— Prompt 1 —
Please copy the part of the epcoritamab study summary from "Patients with relapsed or refractory DLBCL from the EPCORE NHL-1" up to and including "plasma cytokine levels.", word for word.
— Prompt 2 —
According to the epcoritamab study summary, at which meeting were the findings presented?

— Text for analysis —
━━━━━━

Posted: Thursday, April 20, 2023
Herve Ghesquieres, MD, PhD, of Centre Hospitalier Lyon Sud, France, and colleagues aimed to evaluate the pharmacodynamic effects of the bispecific antibody epcoritamab both as a monotherapy and in combination with standard-of-care therapies in patients with relapsed or refractory diffuse large B-cell lymphoma (DLBCL). Presented during the American Association for Cancer Research Annual Meeting 2023 (Abstract 3248/21), the findings of these biomarker analyses suggest that epcoritamab monotherapy maintains its pharmacodynamic properties when combined with chemotherapeutic standard-of-care treatments both with and without rituximab.
Patients with relapsed or refractory DLBCL from the EPCORE NHL-1 trial expansion phase as well as newly diagnosed or patients with relapsed or refractory DLBCL from the EPCORE NHL-2 trial were included in the study. The EPCORE NHL-1 cohort received 28-day cycles of subcutaneous epcoritamab, and the EPCORE NHL-2 cohort was treated with a similar dosing schedule of epcoritamab combined with rituximab plus cyclophosphamide, doxorubicin, vincristine, and prednisone (R-CHOP), rituximab plus dexamethasone, cytarabine, and oxaliplatin (R-DHAX/C), and gemcitabine plus oxaliplatin (GEMOX) standard-of-care therapies. Pharmacodynamic activity was assessed using biomarkers in whole-blood samples and plasma cytokine levels.

━━━━━━

— Supplied records —

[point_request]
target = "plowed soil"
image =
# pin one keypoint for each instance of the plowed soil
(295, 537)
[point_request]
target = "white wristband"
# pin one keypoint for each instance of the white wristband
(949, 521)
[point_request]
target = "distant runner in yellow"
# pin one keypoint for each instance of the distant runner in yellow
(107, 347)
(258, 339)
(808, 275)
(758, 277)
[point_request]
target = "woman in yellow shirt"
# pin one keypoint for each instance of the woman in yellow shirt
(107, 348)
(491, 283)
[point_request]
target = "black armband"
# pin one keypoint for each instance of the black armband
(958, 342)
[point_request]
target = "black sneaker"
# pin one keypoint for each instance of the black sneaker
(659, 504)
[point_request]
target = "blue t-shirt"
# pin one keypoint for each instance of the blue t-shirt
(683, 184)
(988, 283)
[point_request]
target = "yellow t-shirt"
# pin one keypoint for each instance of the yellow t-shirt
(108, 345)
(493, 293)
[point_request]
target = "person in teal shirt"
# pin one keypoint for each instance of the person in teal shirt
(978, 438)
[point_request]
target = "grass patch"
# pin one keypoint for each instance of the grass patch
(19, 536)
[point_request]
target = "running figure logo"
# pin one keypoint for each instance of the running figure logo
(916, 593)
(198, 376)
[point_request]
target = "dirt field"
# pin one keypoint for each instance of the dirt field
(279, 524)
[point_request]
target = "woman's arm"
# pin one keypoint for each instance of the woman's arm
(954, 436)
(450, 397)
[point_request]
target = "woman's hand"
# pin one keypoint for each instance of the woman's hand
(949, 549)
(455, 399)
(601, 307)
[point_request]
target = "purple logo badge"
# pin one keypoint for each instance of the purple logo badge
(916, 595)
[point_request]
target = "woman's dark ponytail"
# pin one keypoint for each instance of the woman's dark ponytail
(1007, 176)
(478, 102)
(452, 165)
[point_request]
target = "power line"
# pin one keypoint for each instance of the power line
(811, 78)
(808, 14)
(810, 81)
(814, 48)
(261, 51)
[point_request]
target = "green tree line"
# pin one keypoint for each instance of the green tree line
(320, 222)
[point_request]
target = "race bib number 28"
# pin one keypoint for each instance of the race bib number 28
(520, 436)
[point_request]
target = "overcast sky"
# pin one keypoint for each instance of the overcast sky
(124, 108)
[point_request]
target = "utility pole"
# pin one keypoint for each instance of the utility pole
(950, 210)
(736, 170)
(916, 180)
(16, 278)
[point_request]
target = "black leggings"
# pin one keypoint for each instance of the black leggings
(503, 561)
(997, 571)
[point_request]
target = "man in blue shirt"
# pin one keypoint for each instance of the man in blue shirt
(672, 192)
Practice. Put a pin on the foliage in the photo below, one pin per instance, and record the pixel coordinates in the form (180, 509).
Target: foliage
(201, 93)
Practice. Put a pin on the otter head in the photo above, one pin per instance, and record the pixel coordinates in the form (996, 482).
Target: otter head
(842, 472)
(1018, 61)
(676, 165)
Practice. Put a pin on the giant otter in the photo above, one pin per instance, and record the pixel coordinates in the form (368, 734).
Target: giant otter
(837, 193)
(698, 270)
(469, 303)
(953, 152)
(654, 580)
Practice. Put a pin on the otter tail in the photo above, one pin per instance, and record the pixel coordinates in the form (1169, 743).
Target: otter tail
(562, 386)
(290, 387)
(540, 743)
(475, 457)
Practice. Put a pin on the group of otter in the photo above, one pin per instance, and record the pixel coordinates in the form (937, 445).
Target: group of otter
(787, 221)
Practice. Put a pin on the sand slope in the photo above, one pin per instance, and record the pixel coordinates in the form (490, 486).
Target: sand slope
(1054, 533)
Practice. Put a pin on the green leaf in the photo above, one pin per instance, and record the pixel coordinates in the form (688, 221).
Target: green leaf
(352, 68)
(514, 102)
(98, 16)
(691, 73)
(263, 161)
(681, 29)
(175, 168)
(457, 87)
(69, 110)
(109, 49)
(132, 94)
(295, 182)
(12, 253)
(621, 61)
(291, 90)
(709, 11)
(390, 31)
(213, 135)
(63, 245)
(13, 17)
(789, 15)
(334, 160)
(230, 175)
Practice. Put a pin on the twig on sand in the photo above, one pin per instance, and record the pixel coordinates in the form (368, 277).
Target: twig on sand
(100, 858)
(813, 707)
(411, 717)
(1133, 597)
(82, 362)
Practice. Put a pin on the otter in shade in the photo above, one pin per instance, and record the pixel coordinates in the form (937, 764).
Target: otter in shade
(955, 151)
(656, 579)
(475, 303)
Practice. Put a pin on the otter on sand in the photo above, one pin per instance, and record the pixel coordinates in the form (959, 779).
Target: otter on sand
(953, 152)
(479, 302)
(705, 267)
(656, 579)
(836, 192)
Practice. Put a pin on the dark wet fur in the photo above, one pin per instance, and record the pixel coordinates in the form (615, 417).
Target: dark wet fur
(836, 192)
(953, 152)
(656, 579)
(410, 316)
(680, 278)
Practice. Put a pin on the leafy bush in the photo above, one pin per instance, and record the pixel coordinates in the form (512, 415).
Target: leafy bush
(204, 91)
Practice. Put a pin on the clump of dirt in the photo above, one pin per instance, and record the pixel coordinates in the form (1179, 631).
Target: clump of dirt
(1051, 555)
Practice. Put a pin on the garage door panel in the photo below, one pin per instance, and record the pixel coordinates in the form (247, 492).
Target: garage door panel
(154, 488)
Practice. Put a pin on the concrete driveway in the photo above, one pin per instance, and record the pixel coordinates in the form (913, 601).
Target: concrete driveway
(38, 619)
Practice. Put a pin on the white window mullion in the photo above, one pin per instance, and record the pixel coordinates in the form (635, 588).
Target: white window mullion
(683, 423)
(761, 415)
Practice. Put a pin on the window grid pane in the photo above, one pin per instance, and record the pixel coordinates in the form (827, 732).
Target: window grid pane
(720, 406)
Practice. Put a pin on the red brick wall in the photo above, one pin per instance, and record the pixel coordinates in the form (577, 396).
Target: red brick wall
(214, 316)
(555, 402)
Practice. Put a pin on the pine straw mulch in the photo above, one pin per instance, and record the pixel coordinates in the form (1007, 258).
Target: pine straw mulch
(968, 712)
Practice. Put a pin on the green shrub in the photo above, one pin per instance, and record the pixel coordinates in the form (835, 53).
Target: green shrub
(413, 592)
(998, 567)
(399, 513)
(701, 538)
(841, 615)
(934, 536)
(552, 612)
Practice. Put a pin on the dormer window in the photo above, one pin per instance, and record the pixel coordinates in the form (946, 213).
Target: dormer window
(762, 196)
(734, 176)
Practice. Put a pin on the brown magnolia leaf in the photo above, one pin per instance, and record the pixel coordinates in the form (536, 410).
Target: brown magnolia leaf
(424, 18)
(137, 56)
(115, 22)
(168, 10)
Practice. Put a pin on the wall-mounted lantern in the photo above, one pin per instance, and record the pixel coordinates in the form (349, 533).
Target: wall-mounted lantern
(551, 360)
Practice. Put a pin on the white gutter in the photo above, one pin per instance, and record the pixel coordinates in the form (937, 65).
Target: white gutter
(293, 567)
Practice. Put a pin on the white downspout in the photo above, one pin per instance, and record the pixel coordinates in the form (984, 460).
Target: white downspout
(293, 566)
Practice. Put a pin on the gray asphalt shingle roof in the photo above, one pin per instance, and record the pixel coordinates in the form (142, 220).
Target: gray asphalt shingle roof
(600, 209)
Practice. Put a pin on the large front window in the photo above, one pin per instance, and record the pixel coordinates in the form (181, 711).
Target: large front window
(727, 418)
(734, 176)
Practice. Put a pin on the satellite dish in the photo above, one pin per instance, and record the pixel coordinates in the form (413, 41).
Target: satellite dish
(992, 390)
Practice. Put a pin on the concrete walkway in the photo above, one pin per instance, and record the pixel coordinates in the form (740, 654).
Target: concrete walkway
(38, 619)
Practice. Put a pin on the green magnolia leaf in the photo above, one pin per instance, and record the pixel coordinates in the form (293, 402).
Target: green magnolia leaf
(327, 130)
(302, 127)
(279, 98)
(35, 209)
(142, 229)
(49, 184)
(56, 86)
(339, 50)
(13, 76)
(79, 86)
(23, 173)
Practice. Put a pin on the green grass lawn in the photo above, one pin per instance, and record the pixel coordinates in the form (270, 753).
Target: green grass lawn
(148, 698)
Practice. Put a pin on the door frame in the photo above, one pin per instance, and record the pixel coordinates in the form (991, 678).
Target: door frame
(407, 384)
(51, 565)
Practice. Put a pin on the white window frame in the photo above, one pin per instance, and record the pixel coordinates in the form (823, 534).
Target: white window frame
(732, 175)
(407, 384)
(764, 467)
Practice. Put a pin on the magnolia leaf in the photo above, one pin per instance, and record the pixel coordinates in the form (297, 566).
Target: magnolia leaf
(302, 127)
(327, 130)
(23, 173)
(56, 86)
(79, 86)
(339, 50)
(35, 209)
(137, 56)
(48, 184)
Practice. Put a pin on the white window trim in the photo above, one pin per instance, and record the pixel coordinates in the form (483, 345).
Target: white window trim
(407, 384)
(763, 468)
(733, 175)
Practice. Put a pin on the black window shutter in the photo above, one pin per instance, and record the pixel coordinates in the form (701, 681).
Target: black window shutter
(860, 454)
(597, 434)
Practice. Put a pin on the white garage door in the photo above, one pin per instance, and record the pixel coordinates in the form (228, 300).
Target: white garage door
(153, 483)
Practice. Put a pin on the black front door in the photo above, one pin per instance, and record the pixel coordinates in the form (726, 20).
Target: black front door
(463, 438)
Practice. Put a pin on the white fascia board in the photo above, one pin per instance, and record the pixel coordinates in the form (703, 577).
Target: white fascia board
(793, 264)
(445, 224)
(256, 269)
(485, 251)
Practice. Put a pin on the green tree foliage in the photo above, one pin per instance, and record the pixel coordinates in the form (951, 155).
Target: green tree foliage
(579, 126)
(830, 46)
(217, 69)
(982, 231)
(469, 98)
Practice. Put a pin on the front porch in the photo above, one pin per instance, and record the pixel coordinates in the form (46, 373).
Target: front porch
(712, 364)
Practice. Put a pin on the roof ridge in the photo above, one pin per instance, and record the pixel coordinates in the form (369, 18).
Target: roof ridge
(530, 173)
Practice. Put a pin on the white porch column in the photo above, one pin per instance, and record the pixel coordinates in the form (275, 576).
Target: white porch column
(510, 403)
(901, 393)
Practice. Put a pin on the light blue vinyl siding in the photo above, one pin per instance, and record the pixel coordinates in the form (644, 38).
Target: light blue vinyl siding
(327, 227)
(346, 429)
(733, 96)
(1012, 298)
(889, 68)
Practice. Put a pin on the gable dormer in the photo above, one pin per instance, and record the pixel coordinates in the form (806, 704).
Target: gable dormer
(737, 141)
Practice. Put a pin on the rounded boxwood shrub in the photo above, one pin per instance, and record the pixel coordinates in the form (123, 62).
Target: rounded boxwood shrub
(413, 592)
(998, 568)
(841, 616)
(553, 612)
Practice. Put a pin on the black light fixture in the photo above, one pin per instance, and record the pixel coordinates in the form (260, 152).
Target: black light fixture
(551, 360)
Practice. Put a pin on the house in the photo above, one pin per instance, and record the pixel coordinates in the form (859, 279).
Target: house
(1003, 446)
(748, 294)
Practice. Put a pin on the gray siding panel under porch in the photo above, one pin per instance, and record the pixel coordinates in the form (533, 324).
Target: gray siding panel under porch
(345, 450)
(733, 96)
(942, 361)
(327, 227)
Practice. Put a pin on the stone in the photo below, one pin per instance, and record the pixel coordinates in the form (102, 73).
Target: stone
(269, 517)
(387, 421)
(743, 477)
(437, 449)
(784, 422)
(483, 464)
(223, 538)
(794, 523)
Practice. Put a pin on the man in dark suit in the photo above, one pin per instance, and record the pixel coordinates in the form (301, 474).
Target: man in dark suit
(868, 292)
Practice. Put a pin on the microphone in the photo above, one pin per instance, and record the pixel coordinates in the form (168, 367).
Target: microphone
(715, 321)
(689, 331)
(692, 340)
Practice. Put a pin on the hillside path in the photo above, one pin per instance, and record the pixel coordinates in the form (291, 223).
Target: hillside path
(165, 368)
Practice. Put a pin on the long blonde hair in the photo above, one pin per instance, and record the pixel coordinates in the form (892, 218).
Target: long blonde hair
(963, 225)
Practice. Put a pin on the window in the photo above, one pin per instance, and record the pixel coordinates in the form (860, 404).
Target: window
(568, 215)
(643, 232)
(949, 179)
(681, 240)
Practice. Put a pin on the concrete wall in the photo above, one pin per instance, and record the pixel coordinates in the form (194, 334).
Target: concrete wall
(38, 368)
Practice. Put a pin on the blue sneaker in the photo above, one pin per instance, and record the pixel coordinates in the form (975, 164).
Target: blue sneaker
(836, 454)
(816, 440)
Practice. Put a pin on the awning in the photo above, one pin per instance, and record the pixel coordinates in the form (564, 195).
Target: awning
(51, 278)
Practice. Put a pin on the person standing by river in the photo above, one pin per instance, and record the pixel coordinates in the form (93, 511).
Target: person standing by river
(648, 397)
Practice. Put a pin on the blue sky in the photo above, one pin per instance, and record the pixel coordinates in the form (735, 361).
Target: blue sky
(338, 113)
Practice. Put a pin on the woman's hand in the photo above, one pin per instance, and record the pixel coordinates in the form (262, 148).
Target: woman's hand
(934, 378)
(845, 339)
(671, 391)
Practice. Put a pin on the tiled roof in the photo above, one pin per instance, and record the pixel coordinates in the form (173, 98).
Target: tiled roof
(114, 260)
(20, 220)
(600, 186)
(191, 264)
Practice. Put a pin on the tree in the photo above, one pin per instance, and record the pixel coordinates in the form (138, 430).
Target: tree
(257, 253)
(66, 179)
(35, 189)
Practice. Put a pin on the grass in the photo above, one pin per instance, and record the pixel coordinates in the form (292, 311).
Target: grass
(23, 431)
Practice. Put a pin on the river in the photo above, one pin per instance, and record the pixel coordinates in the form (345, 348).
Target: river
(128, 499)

━━━━━━

— Written answer 1 —
Patients with relapsed or refractory DLBCL from the EPCORE NHL-1 trial expansion phase as well as newly diagnosed or patients with relapsed or refractory DLBCL from the EPCORE NHL-2 trial were included in the study. The EPCORE NHL-1 cohort received 28-day cycles of subcutaneous epcoritamab, and the EPCORE NHL-2 cohort was treated with a similar dosing schedule of epcoritamab combined with rituximab plus cyclophosphamide, doxorubicin, vincristine, and prednisone (R-CHOP), rituximab plus dexamethasone, cytarabine, and oxaliplatin (R-DHAX/C), and gemcitabine plus oxaliplatin (GEMOX) standard-of-care therapies. Pharmacodynamic activity was assessed using biomarkers in whole-blood samples and plasma cytokine levels.

— Written answer 2 —
The American Association for Cancer Research Annual Meeting 2023.